* Passage given
2. A method for maintaining a N-way associative directory utilizing a
content addressable memory (CAM) as recited in claim 1 further includes
the steps of:
accumulating a predefined number of said congruence classes including said
updated directory entry in CAM; and
writing one of said congruence classes including said updated directory
entry in CAM back to the N-way associative directory responsive to said
accumulated predefined number of said congruence classes including said
updated directory entry.
3. A method for maintaining a N-way associative directory utilizing a
content addressable memory (CAM) as recited in claim 2 further includes
the step of responsive to writing said congruence class including said
updated directory entry in CAM back to the N-way associative directory,
marking said congruence class directory entries in CAM as not busy and not
dirty, whereby said CAM entry can be reused.
4. A method for maintaining a N-way associative directory utilizing a
content addressable memory (CAM) as recited in claim 2 wherein said step
of writing said updated congruence class directory entry in CAM back to
the N-way associative directory includes the steps of:
selecting an index in CAM to write back; said selected index being an index
set dirty and not busy;
writing said congruence class in CAM back to the N-way associative
directory addressed by said selected index; and
resetting said dirty indication for said selected index in CAM.
5. A method for maintaining a N-way associative directory utilizing a
content addressable memory (CAM) as recited in claim 1 wherein said step
of locking said directory entry for said data operation in CAM while said
data operation is pending includes the step of setting a busy indication
for a tag associated with said data operation and resetting said busy
indication for said tag associated with said data operation when said data
operation is completed.
6. A method for maintaining a N-way associative directory utilizing a
content addressable memory (CAM) as recited in claim 2 further includes
the step of:
identifying an idle state for the N-way associative directory;
identifying a second predefined number of said congruence classes including
said updated directory entry in CAM; and
writing a selected one of said congruence classes including said updated
directory entry in CAM back to the N-way associative directory responsive
to said identified second predefined number of said congruence classes
including said updated directory entry in CAM.
7. A method for maintaining a N-way associative directory utilizing a
content addressable memory (CAM) as recited in claim 6 wherein said step
of identifying said idle state for the N-way associative directory
includes the step of identifying no data operations to process.
8. Apparatus for maintaining a N-way associative directory utilizing a
content addressable memory (CAM) comprising:
means for identifying a data operation to process;
means for identifying a congruence class from the N-way associative
directory including a directory entry for said data operation; said
congruence class directory entry including multiple (N) directory entries
for each associativity class;
means for reading said congruence class from the N-way associative
directory and for writing said read congruence class into the CAM;
means for locking said directory entry for said data operation in CAM while
said data operation is pending;
means for identifying a state change when said data operation is completed;
and
means for updating said directory entry for said data operation in CAM
responsive to said state change identifying means.

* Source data

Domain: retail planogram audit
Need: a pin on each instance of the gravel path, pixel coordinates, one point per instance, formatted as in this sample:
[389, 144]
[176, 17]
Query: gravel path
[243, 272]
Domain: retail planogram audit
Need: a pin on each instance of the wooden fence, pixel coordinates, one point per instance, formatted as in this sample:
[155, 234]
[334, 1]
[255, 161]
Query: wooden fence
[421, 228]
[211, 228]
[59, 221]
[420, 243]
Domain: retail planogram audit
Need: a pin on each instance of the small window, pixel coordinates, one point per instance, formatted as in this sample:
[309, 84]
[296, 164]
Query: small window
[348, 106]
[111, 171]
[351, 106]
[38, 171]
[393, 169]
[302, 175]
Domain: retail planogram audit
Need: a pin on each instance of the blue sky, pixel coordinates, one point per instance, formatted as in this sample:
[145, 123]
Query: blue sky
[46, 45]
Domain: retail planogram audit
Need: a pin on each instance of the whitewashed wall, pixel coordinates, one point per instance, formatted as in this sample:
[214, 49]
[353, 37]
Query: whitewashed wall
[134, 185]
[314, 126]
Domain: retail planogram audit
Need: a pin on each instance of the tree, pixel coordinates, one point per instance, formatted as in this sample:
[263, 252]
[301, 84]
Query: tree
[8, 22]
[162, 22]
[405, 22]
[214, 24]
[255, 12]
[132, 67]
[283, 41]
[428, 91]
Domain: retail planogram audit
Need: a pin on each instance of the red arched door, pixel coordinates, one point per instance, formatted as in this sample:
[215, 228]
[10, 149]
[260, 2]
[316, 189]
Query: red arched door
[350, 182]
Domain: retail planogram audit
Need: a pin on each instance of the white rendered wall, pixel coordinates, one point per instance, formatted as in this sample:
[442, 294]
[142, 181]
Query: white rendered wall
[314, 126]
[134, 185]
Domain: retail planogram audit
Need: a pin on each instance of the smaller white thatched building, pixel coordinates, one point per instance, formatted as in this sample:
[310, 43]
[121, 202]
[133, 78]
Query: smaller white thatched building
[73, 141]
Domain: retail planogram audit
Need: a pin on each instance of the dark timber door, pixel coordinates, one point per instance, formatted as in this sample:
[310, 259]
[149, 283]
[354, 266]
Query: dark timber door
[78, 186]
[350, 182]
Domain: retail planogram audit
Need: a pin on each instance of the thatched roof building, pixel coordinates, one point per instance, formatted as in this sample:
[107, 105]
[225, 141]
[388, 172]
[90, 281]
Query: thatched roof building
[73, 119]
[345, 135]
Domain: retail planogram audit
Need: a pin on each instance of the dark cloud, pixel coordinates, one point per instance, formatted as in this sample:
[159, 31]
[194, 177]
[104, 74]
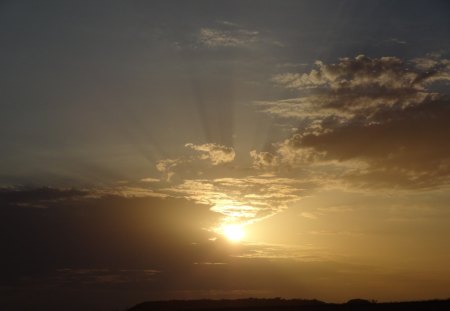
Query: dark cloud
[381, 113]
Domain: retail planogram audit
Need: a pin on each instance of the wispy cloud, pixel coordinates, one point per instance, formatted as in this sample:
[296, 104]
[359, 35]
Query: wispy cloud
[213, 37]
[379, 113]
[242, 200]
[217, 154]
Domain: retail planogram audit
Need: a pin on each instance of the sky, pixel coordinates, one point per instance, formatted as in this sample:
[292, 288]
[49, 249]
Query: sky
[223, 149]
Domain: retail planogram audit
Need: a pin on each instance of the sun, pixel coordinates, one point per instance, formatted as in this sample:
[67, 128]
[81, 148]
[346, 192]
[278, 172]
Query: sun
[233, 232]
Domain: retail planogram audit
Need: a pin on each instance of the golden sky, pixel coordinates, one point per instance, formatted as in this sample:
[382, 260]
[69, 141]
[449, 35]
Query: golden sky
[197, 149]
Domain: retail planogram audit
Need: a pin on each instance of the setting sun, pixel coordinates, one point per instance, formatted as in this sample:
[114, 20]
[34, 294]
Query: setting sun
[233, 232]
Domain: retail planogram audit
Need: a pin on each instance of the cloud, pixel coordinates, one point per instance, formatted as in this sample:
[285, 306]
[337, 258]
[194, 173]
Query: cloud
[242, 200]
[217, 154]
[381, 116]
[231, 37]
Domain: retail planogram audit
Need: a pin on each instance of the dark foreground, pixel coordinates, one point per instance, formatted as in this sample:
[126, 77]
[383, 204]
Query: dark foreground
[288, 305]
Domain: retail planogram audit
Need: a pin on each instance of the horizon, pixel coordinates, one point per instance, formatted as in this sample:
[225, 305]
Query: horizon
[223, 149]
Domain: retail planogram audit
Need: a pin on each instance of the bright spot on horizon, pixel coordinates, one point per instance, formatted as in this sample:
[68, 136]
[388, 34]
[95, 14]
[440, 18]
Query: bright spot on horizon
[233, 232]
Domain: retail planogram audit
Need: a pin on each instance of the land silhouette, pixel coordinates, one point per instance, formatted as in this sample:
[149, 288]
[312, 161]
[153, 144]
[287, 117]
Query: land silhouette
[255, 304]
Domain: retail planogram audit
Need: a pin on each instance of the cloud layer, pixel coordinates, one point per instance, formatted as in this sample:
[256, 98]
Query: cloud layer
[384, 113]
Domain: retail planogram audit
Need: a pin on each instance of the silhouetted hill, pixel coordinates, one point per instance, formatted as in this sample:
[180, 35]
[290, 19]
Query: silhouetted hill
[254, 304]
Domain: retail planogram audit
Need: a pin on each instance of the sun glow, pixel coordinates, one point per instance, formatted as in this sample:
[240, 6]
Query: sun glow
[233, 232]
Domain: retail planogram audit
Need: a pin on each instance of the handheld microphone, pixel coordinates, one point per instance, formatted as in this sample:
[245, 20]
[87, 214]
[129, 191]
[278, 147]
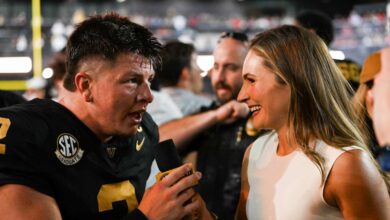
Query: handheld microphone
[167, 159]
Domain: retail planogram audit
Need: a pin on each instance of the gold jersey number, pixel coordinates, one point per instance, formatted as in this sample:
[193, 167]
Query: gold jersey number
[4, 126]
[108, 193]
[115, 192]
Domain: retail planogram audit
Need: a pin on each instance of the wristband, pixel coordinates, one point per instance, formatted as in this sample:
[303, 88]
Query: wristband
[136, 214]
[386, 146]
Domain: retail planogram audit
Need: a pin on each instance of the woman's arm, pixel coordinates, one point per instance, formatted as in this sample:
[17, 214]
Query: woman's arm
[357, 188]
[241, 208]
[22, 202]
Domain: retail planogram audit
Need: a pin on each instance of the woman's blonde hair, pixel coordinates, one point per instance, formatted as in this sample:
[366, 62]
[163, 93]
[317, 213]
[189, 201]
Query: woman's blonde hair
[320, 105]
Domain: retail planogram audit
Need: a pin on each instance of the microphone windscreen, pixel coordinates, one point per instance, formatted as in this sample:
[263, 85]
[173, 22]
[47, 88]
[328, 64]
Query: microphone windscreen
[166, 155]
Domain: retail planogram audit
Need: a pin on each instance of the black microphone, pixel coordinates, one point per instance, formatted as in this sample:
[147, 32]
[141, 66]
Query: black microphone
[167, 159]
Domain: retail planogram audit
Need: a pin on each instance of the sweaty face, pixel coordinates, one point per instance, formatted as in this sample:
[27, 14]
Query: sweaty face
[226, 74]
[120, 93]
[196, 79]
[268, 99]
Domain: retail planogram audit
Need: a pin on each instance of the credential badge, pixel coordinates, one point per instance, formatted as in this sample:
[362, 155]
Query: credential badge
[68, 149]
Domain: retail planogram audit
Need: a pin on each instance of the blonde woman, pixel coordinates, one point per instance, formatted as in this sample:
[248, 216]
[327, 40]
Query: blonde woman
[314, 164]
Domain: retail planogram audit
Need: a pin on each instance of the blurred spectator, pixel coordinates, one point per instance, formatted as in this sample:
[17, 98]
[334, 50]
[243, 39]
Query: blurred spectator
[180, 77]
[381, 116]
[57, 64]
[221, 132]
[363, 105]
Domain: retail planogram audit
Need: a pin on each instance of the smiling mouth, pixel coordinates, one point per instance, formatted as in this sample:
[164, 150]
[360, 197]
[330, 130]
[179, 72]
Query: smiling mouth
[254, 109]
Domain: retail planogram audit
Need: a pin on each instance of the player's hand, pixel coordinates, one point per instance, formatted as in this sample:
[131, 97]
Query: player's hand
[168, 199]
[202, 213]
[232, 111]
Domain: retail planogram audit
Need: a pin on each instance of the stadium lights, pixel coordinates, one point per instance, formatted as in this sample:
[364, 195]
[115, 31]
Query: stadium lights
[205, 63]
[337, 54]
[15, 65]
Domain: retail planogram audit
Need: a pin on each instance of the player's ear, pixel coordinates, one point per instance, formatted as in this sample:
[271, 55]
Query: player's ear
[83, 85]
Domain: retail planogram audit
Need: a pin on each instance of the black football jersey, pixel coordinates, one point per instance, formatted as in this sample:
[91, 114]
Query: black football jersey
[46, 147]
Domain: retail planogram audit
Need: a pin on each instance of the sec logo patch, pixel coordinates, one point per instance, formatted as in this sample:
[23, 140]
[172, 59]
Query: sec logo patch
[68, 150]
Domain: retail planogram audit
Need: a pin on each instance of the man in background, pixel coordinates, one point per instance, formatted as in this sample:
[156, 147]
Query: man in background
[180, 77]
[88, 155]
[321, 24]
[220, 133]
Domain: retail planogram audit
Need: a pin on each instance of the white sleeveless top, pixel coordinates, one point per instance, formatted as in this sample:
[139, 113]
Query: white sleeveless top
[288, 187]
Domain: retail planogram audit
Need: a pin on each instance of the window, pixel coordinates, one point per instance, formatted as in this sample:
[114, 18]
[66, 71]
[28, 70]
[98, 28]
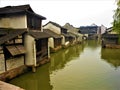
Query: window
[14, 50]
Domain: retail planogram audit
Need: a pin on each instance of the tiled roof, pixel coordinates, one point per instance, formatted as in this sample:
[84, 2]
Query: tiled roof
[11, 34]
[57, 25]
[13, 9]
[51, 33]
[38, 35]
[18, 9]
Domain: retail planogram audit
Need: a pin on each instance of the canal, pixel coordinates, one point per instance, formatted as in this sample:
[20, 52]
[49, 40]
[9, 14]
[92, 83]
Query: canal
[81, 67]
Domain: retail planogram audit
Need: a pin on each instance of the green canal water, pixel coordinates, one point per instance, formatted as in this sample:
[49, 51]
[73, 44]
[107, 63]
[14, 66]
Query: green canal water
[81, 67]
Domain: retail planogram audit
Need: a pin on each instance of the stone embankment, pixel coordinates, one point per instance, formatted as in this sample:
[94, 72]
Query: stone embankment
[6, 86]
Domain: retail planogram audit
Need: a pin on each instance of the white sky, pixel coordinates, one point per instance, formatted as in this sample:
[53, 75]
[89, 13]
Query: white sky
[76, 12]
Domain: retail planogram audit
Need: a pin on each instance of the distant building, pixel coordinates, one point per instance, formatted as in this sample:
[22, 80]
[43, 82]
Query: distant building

* Tasks to complete
- 1) Transcribe the part of the patent claims starting with "2. A method" and going on through "updated directory entry.".
- 2) Using the patent claims, decide whether each statement agrees with them, answering yes or no and quoting the words that settle it. (a) Claim 7 identifies the idle state of the directory as having no data operations to process. (b) In claim 4, the index selected for write back is one set busy and not dirty. (c) Claim 8 is a method claim.
- 3) Extend the patent claims, picking up right after the last claim shown.

* Answers to the exercise
- 1)
2. A method for maintaining a N-way associative directory utilizing a
content addressable memory (CAM) as recited in claim 1 further includes
the steps of:
accumulating a predefined number of said congruence classes including said
updated directory entry in CAM; and
writing one of said congruence classes including said updated directory
entry in CAM back to the N-way associative directory responsive to said
accumulated predefined number of said congruence classes including said
updated directory entry.

- 2)
(a) Yes: "includes the step of identifying no data operations to process."
(b) No: "said selected index being an index set dirty and not busy"
(c) No: "Apparatus for maintaining a N-way associative directory utilizing a content addressable memory (CAM) comprising:"

- 3)
9. Apparatus for maintaining a N-way associative directory utilizing a
content addressable memory (CAM) as recited in claim 8 wherein said
congruence class in CAM includes a single index.
10. Apparatus for maintaining a N-way associative directory utilizing a
content addressable memory (CAM) as recited in claim 9 wherein each said
multiple (N) directory entries for each associativity class includes a tag
and an associated state.
11. Apparatus for maintaining a N-way associative directory utilizing a
content addressable memory (CAM) as recited in claim 10 wherein said means
for updating said directory entry for said data operation in CAM
responsive to said state change identifying means includes means for
updating an associated state with a tag of one of said multiple (N)
directory entries for said identified data operation.
12. Apparatus for maintaining a N-way associative directory utilizing a
content addressable memory (CAM) as recited in claim 11 further includes
means responsive to said state change identifying means for setting a
changed indication for said index for said congruence class in CAM.
13. Apparatus for maintaining a N-way associative directory utilizing a
content addressable memory (CAM) as recited in claim 11 further includes
means for accumulating a predefined number of said congruence classes
including said updated directory entry in CAM; and means for writing back
at least one of said congruence classes including said updated directory
entry in CAM to the N-way associative directory responsive to said
accumulated predefined number of said congruence classes including said
updated directory entry in CAM.
14. Apparatus for maintaining a N-way associative directory utilizing a
content addressable memory (CAM) as recited in claim 13 further includes
means responsive to said congruence class writing back means for marking
said multiple directory entries (N) in said at least one congruence class
in CAM as not busy and said at least one congruence class as not dirty,
whereby said CAM index can be reused.
15. Apparatus for maintaining a N-way associative directory utilizing a
content addressable memory (CAM) as recited in claim 12 wherein said means
for writing back at least one of said congruence classes including said
updated directory entry in CAM to the N-way associative directory include
means for selecting an index in CAM to write back; said selected index
being an index set changed and said multiple directory entries (N) in said
congruence class in CAM set as not busy; means for writing said congruence
class directory entry in CAM back to the N-way associative directory
addressed by said selected index; and means for resetting said changed
indication for said selected index in CAM.
16. Apparatus for maintaining a N-way associative directory utilizing a
content addressable memory (CAM) as recited in claim 15 further include
means for identifying an idle state of the N-way associative directory;
means for identifying a second predefined number of said congruence
classes including said updated directory entry in CAM; said second
predefined number being less than said first predefined number; and means
for writing a selected one of said congruence classes including said
updated directory entry in CAM back to the N-way associative directory
responsive to said identified second predefined number of said congruence
classes including said updated directory entry in CAM.
Description
FIELD OF THE INVENTION
The present invention relates to a N-way associative directory, and more
particularly to an improved method and apparatus for maintaining a N-way
associative directory utilizing a content addressable memory (CAM).
DESCRIPTION OF THE PRIOR ART
A content addressable memory (CAM) is known for many diverse uses. For
example, known system have used a content addressable memory (CAM) for
address translation, for example, as described in U.S. Pat. Nos. 4,972,282
and 5,457,788.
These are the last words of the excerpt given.